━━━━━ MATERIAL SUPPLIED
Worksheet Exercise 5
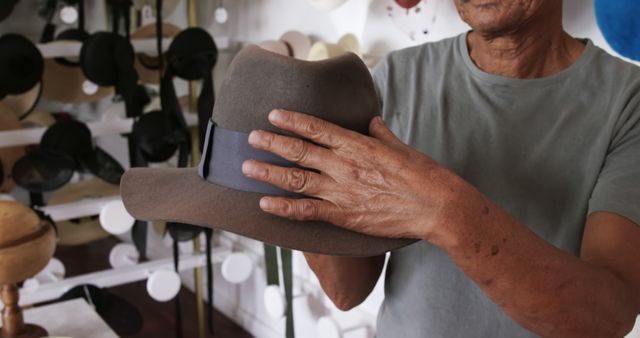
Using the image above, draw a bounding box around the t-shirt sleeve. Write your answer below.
[589,95,640,225]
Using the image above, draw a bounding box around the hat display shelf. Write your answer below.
[0,196,259,304]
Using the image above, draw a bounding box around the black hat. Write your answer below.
[11,147,76,193]
[40,115,124,184]
[60,284,143,336]
[80,32,150,117]
[160,27,218,150]
[0,34,44,99]
[132,110,189,165]
[0,0,18,21]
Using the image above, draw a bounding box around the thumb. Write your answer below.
[369,116,405,147]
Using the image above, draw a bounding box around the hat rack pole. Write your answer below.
[187,0,208,338]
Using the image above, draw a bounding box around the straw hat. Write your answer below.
[48,179,120,245]
[121,46,415,256]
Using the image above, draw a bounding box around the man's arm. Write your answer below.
[441,186,640,337]
[304,253,384,311]
[243,111,640,337]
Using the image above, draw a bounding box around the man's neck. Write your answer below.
[467,14,585,79]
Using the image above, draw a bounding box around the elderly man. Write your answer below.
[243,0,640,338]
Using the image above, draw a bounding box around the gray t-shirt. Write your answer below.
[374,34,640,338]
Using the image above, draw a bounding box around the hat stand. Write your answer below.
[0,284,48,338]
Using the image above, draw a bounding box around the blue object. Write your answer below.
[595,0,640,61]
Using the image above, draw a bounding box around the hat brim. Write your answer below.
[131,23,180,84]
[121,168,416,257]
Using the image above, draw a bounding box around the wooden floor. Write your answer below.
[55,238,252,338]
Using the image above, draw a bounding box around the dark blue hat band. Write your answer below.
[198,120,300,197]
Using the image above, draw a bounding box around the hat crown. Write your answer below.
[213,46,380,134]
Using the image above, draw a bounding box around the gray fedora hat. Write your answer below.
[121,46,415,256]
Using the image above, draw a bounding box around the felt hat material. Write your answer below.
[42,29,113,103]
[40,117,124,184]
[2,82,44,120]
[47,179,120,245]
[0,0,18,21]
[0,33,44,99]
[280,31,311,60]
[131,22,180,84]
[80,32,149,117]
[11,147,76,193]
[121,46,415,256]
[594,0,640,61]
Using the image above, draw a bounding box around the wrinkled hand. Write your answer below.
[242,110,468,239]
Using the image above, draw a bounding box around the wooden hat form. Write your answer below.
[0,201,56,338]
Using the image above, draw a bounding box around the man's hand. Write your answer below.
[242,110,462,239]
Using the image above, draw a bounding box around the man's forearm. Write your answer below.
[431,187,636,337]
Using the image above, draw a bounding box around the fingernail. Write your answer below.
[249,130,260,146]
[242,160,255,176]
[269,109,282,122]
[260,197,273,211]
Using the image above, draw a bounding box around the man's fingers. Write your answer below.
[249,130,335,171]
[260,197,338,223]
[269,109,359,149]
[242,160,335,197]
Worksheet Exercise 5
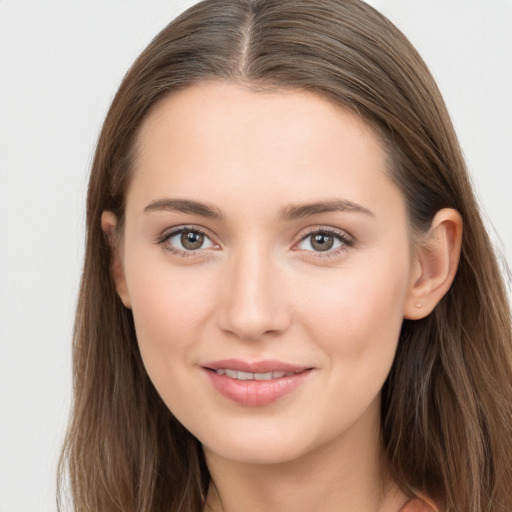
━━━━━━━━━━
● EXERCISE PROMPT
Rewrite all the lines above with "bounding box" swapped for "rectangle" wherever it occurs, keeping everything else the same. Omit the pictures.

● EXERCISE OUTPUT
Worksheet Exercise 5
Using the image above, draw a rectangle around the t-shirt sleeve. Write your answer below.
[589,95,640,225]
Using the image above, draw a rectangle around the hat display shelf. Write your answer below.
[0,196,259,304]
Using the image above, draw a rectangle around the black hat. Write your answer below.
[11,147,76,193]
[40,115,124,184]
[60,284,143,336]
[80,32,150,117]
[160,27,218,150]
[0,34,44,99]
[132,110,189,165]
[0,0,18,21]
Using the image above, draw a rectangle around the thumb. Write your answer below.
[369,116,405,147]
Using the image above, draw a rectangle around the hat rack pole. Write your answer below.
[187,0,208,338]
Using the image above, draw a rectangle around the straw hat. Write your answer below.
[48,179,120,245]
[121,46,415,256]
Using the image above, draw a rectangle around the man's arm. Write your answer below.
[441,186,640,337]
[304,253,384,311]
[243,111,640,337]
Using the image above, draw a rectangle around the man's neck. Write your answer below.
[467,14,585,79]
Using the image above, draw a rectangle around the elderly man. Write your answer below.
[243,0,640,338]
Using the image above, draw a rectangle around the gray t-shirt. Write your answer below.
[374,34,640,338]
Using the image above, draw a rectangle around the hat stand. Write your answer below.
[0,284,48,338]
Using the image above, draw a rectangle around the blue object. Write your answer below.
[595,0,640,61]
Using the image above, draw a rectangle around the hat brim. Write your answer below.
[131,23,180,84]
[121,168,416,257]
Using the image above, draw a rectangle around the wooden floor. Write your answer below.
[55,238,252,338]
Using the image above, draw a rectangle around the dark blue hat band. Write your answer below.
[198,120,300,197]
Using the image above, draw a rectangle around the hat crown. Write your answer below.
[213,46,380,134]
Using the image above, draw a rectangle around the gray fedora hat. Write your answer below.
[121,46,415,256]
Using the image above, draw a rectangle around the felt hat material. Write your answer below.
[42,29,113,103]
[40,117,124,184]
[2,82,44,120]
[47,179,120,245]
[0,0,18,21]
[0,33,44,99]
[280,31,311,60]
[131,22,180,84]
[80,32,149,117]
[11,147,76,193]
[121,46,415,256]
[594,0,640,61]
Using the image above, draw a rectangle around the wrinkled hand. Write your answer below.
[242,110,468,239]
Using the image above, draw a rectangle around the wooden hat form. Write your answer below.
[0,201,56,338]
Using the image above, draw a rectangle around the man's hand. Write your answer below.
[242,110,462,239]
Using the image above, draw a rectangle around the man's forearm. Write your answer below.
[431,187,636,337]
Using the image above, draw a rectangle around the fingernail. Write your answer below.
[249,130,260,146]
[242,160,255,176]
[269,109,282,122]
[260,197,273,211]
Using the image above, draw a rectangle around the man's fingers. Write your answer below.
[249,130,335,171]
[260,197,338,223]
[269,109,359,149]
[242,160,335,197]
Worksheet Exercise 5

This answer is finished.